» **STORED RECORDS**
-- start --

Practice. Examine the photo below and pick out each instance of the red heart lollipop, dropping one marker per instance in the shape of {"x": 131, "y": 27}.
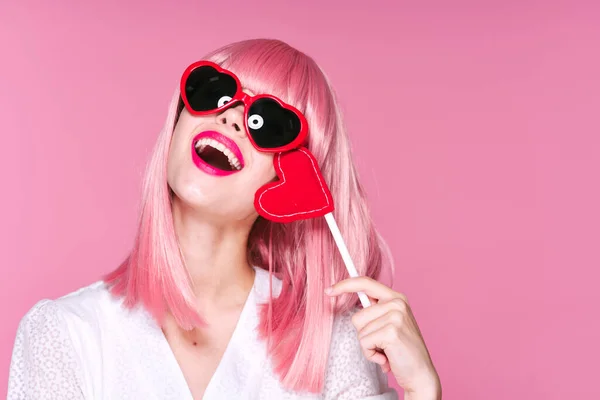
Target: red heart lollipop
{"x": 301, "y": 192}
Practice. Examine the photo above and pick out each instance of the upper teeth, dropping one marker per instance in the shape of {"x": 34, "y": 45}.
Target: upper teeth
{"x": 233, "y": 160}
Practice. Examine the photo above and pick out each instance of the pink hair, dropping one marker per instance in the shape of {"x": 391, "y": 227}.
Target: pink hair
{"x": 297, "y": 324}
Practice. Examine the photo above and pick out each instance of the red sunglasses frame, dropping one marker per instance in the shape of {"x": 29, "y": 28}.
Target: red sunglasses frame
{"x": 247, "y": 100}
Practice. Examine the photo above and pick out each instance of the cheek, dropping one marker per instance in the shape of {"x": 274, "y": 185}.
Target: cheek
{"x": 265, "y": 171}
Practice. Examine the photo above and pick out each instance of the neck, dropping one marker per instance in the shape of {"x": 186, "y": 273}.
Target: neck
{"x": 215, "y": 255}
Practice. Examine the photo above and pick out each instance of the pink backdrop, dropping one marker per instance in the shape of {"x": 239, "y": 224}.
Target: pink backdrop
{"x": 475, "y": 126}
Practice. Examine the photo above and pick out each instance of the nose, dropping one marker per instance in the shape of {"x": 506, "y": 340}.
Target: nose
{"x": 233, "y": 117}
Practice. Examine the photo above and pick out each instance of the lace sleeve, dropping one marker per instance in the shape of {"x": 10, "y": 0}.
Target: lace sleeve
{"x": 44, "y": 365}
{"x": 349, "y": 374}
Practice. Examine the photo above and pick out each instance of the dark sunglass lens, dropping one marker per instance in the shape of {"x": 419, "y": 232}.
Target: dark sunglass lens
{"x": 271, "y": 125}
{"x": 207, "y": 89}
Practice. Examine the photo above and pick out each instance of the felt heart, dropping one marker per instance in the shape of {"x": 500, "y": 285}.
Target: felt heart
{"x": 301, "y": 192}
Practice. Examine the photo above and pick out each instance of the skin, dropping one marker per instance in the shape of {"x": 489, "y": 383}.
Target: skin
{"x": 389, "y": 336}
{"x": 213, "y": 226}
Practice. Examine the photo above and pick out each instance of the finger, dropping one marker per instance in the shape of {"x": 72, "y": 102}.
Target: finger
{"x": 375, "y": 356}
{"x": 386, "y": 367}
{"x": 374, "y": 344}
{"x": 369, "y": 286}
{"x": 392, "y": 317}
{"x": 366, "y": 315}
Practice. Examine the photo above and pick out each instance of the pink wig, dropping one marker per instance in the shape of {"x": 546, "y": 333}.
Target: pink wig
{"x": 297, "y": 324}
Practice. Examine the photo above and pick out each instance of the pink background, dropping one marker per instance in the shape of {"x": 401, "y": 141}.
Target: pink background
{"x": 475, "y": 126}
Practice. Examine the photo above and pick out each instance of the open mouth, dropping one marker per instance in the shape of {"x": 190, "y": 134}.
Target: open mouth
{"x": 217, "y": 155}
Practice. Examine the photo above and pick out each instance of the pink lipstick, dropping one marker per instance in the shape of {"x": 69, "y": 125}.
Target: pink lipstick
{"x": 216, "y": 154}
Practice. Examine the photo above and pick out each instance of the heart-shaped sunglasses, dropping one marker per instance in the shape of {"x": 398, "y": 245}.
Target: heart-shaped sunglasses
{"x": 271, "y": 124}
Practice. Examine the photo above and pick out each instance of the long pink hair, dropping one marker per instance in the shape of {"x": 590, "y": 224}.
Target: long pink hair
{"x": 297, "y": 324}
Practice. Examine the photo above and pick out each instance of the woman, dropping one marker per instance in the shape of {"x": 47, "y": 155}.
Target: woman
{"x": 214, "y": 301}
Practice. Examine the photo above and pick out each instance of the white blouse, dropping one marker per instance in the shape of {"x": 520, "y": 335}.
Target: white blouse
{"x": 86, "y": 345}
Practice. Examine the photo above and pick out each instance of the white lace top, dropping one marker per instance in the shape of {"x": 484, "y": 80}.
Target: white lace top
{"x": 86, "y": 345}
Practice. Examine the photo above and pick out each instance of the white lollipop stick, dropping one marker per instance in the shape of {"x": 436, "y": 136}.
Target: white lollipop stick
{"x": 339, "y": 240}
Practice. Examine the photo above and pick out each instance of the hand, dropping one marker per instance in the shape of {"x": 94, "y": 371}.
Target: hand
{"x": 389, "y": 336}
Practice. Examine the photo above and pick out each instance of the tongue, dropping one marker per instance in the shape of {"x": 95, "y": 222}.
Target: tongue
{"x": 215, "y": 158}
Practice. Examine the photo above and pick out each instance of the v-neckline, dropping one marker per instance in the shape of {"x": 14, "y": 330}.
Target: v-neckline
{"x": 174, "y": 364}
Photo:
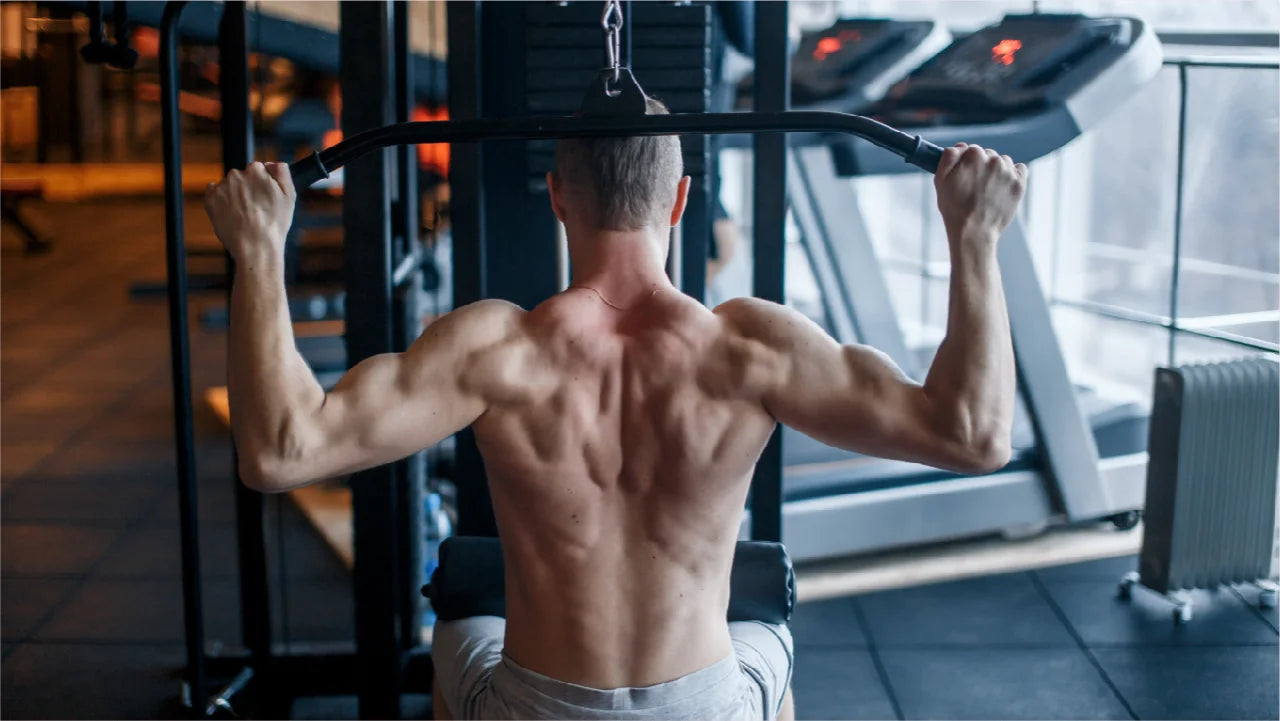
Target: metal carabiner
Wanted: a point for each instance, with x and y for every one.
(611, 21)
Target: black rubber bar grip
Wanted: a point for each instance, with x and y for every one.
(913, 149)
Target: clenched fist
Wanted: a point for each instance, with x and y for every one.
(251, 210)
(978, 192)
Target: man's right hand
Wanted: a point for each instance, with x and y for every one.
(978, 192)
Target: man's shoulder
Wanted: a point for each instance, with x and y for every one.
(479, 323)
(755, 318)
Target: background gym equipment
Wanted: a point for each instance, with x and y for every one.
(839, 502)
(854, 62)
(382, 315)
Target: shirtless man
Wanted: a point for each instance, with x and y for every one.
(620, 421)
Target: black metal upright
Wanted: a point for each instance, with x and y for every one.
(470, 237)
(768, 227)
(179, 356)
(368, 99)
(410, 473)
(237, 132)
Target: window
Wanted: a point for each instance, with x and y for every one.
(1134, 281)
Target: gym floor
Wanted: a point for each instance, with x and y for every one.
(91, 592)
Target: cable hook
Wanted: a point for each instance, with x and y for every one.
(611, 21)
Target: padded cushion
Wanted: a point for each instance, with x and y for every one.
(469, 582)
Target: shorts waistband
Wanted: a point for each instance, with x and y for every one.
(624, 698)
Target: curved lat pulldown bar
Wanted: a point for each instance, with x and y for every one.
(913, 149)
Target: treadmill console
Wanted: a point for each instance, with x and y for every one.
(854, 62)
(1024, 86)
(1024, 63)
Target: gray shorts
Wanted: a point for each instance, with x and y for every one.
(476, 680)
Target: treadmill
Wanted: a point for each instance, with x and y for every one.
(1024, 86)
(854, 62)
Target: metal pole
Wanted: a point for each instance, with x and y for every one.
(179, 357)
(410, 474)
(365, 42)
(1175, 277)
(470, 238)
(769, 173)
(237, 131)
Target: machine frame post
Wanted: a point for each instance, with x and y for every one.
(769, 219)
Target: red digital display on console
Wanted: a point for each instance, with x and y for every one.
(832, 44)
(1005, 51)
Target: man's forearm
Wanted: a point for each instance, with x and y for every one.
(972, 378)
(269, 384)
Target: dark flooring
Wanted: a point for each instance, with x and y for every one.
(90, 566)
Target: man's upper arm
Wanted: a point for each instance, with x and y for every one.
(392, 405)
(853, 397)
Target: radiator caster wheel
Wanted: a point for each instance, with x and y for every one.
(1127, 520)
(1183, 612)
(1124, 592)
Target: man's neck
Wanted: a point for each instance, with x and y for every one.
(622, 267)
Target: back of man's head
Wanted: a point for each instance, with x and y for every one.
(621, 183)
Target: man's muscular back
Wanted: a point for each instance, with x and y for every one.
(620, 446)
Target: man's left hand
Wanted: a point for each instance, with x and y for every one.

-- end --

Reproduce every one of the records above word for word, leaving out the pictures.

Practice. Examine the photo below and pick out each instance of the red heart lollipop, dropping one marker per instance in the shape of {"x": 131, "y": 27}.
Target: red heart lollipop
{"x": 301, "y": 192}
Practice. Examine the photo above and pick out each instance of the upper teeth, dropping one marker per instance in the shape of {"x": 34, "y": 45}.
Target: upper teeth
{"x": 233, "y": 160}
Practice. Examine the photo above and pick out each instance of the pink hair, dropping one marker per instance in the shape of {"x": 391, "y": 227}.
Target: pink hair
{"x": 297, "y": 324}
Practice. Examine the photo above and pick out each instance of the red sunglasses frame, dropping one marker per instance in the shape of {"x": 29, "y": 28}.
Target: red sunglasses frame
{"x": 247, "y": 100}
Practice. Examine the photo above and pick out each instance of the cheek, dropping one marker per instance in the shape of {"x": 274, "y": 185}.
Target: cheek
{"x": 265, "y": 171}
Practice. Examine the photo above and pick out each instance of the neck, dropping one marker per instance in the shape of {"x": 186, "y": 273}.
Target: neck
{"x": 215, "y": 255}
Practice. Examine the photo above and pick out each instance of the pink backdrop, dropping one marker per instance in the shape of {"x": 239, "y": 224}.
Target: pink backdrop
{"x": 475, "y": 126}
Practice. Examine the photo above and pick out each instance of the nose, dropping one marker per instance in the shape of {"x": 506, "y": 340}.
Target: nose
{"x": 233, "y": 117}
Practice. Examine the photo above and pick out each instance of the lace sleeve, dropping one marker per instance in the shape of {"x": 10, "y": 0}.
Target: lace sleeve
{"x": 44, "y": 365}
{"x": 349, "y": 374}
Practice. Examine the photo above and pick out each instance of the dark sunglass lens, dropping one marker per instance in the shape of {"x": 419, "y": 232}.
Target: dark sunglass lens
{"x": 271, "y": 125}
{"x": 207, "y": 89}
Practice. Examine the photo above and pick out each instance of the felt heart, dropping one marker per instance in the shape of {"x": 500, "y": 285}.
Target: felt heart
{"x": 301, "y": 192}
Practice. Examine the photo above and pick out each instance of the skin, dropping one marker per instance in the shape of {"x": 489, "y": 383}.
Target: skin
{"x": 389, "y": 336}
{"x": 213, "y": 226}
Practice. Examine the photo above and pick out each instance of the finger, dropping one marker per instance in the shape of {"x": 72, "y": 102}.
Target: finger
{"x": 375, "y": 356}
{"x": 386, "y": 367}
{"x": 374, "y": 344}
{"x": 369, "y": 286}
{"x": 392, "y": 317}
{"x": 366, "y": 315}
Practice. Examine the photo above and pick out each instance of the pink wig, dropping one marker per instance in the shape of {"x": 546, "y": 333}.
Target: pink wig
{"x": 297, "y": 324}
Practice. Examine the photo above and pick out each instance of the pink background, dropping one marker per instance in the shape of {"x": 401, "y": 141}.
Target: pink background
{"x": 475, "y": 126}
Practice. Examine the photo above and pick out each instance of the open mouth, dropping one marker per instance in the shape of {"x": 190, "y": 134}.
Target: open mouth
{"x": 217, "y": 155}
Practice. Examine the photo above and pick out each instance of the pink lipstick, dropping one marker per instance in the shape of {"x": 69, "y": 125}.
Target: pink lipstick
{"x": 216, "y": 154}
Practice. Examine the photo above and pick out each instance of the heart-shaped sunglasses, dropping one marker per instance in the shape of {"x": 398, "y": 245}.
Target: heart-shaped sunglasses
{"x": 271, "y": 124}
Practice. Examine the photo above and pick out each instance of the long pink hair, dropping one marker per instance in the shape of {"x": 590, "y": 224}.
Target: long pink hair
{"x": 297, "y": 324}
Practice. Examine the photo above and pick out each instance of the woman, dropping one marker per instance in the shape of {"x": 47, "y": 155}.
Target: woman
{"x": 214, "y": 301}
Practice. Examine the photo above and pick out each instance of the white blouse, dropping one marker per instance in the shape of {"x": 520, "y": 335}.
Target: white blouse
{"x": 86, "y": 345}
Practice. Examine the photo above and pick out each instance of the white lace top, dropping one marker per instance in the shape of {"x": 484, "y": 80}.
Target: white lace top
{"x": 86, "y": 345}
Practice. Examine the photo above and pick out each instance of the white lollipop stick, dropping one marker per instance in the shape of {"x": 436, "y": 136}.
Target: white lollipop stick
{"x": 339, "y": 240}
Practice. Examine the photo above and pick out each instance of the hand, dropping one marker per instance in the shape of {"x": 94, "y": 371}.
Target: hand
{"x": 389, "y": 336}
Practice. Examine the photo above and pick out each instance of the tongue, dropping one marker per instance in the shape of {"x": 95, "y": 222}.
Target: tongue
{"x": 215, "y": 158}
Practice. Examine the photo above and pick out each instance of the v-neckline, dropping one marker per instance in the shape of {"x": 14, "y": 330}.
Target: v-neckline
{"x": 174, "y": 364}
Photo:
Target: metal carabiner
Wanted: a point for each instance, with x and y for every one.
(611, 21)
Target: black rubber bar grip
Wanted: a point for each instance, with x and y for every one.
(913, 149)
Target: clenched fist
Wanted: a point for each instance, with x and y for every one.
(251, 210)
(978, 192)
Target: man's right hand
Wanted: a point for each instance, with x and y for every one.
(978, 192)
Target: man's shoulder
Wanted: a point for each instance, with x and y for every one.
(479, 323)
(755, 318)
Target: background gym equipment
Wanted: a point for each instance, with x and y for every one.
(839, 502)
(854, 62)
(382, 315)
Target: shirtless man
Wanted: a point for each instance, with x and y for every one.
(620, 421)
Target: black metal upright
Wanted: a point for each instance, with x and y for every one.
(470, 237)
(768, 227)
(179, 356)
(368, 99)
(410, 473)
(237, 132)
Target: window
Wanted: a point for each instance, with x and y for every one.
(1134, 281)
Target: gym floor
Wanted: a point for each instance, with x and y for every one.
(91, 592)
Target: cable hook
Wanted: a point for each instance, with x and y for every one.
(611, 21)
Target: padded cushion
Wanted: a point for each instance, with x and y for every one.
(469, 582)
Target: shorts waistband
Wanted: a point for each instance, with x and y for every one.
(624, 698)
Target: curved lat pulldown bar
Wanted: a point for each instance, with x and y for every one.
(913, 149)
Target: treadmill console
Wanted: a point for each instance, with x and y for every one.
(854, 62)
(1024, 86)
(1024, 63)
Target: gray shorts
Wanted: a point for each instance, with x and y for every one.
(476, 680)
Target: treadmill
Wanted: a point for each instance, with x and y for every one.
(1024, 86)
(854, 62)
Target: metal pole
Wanted: a point for each instance, with x and y for every one.
(179, 357)
(410, 474)
(365, 42)
(1175, 277)
(470, 238)
(769, 173)
(237, 131)
Target: machine frame post
Wanted: a point for each instance, with x and y for every one.
(769, 219)
Target: red digital display on console
Wanted: a point for each instance, with x and y for every one.
(832, 44)
(1005, 51)
Target: man's forearm
Wanted: a point for each instance, with x and y for every one.
(972, 378)
(269, 384)
Target: dark flooring
Wanted: a point for each instance, with x and y for every one.
(90, 566)
Target: man's upper arm
Wanted: a point for each instance, with x and y for every one.
(392, 405)
(853, 397)
Target: radiator caster wheel
Wanted: a point for each instance, with x and y for every one.
(1127, 520)
(1183, 612)
(1124, 592)
Target: man's neck
Wanted: a point for each instance, with x and y for every one.
(622, 267)
Target: back of man's head
Wanted: a point for each instance, with x and y for every one.
(621, 183)
Target: man's muscular back
Wanted: a point for each instance, with x and y for every one.
(620, 446)
Target: man's left hand
Wanted: a point for each instance, with x and y for every one.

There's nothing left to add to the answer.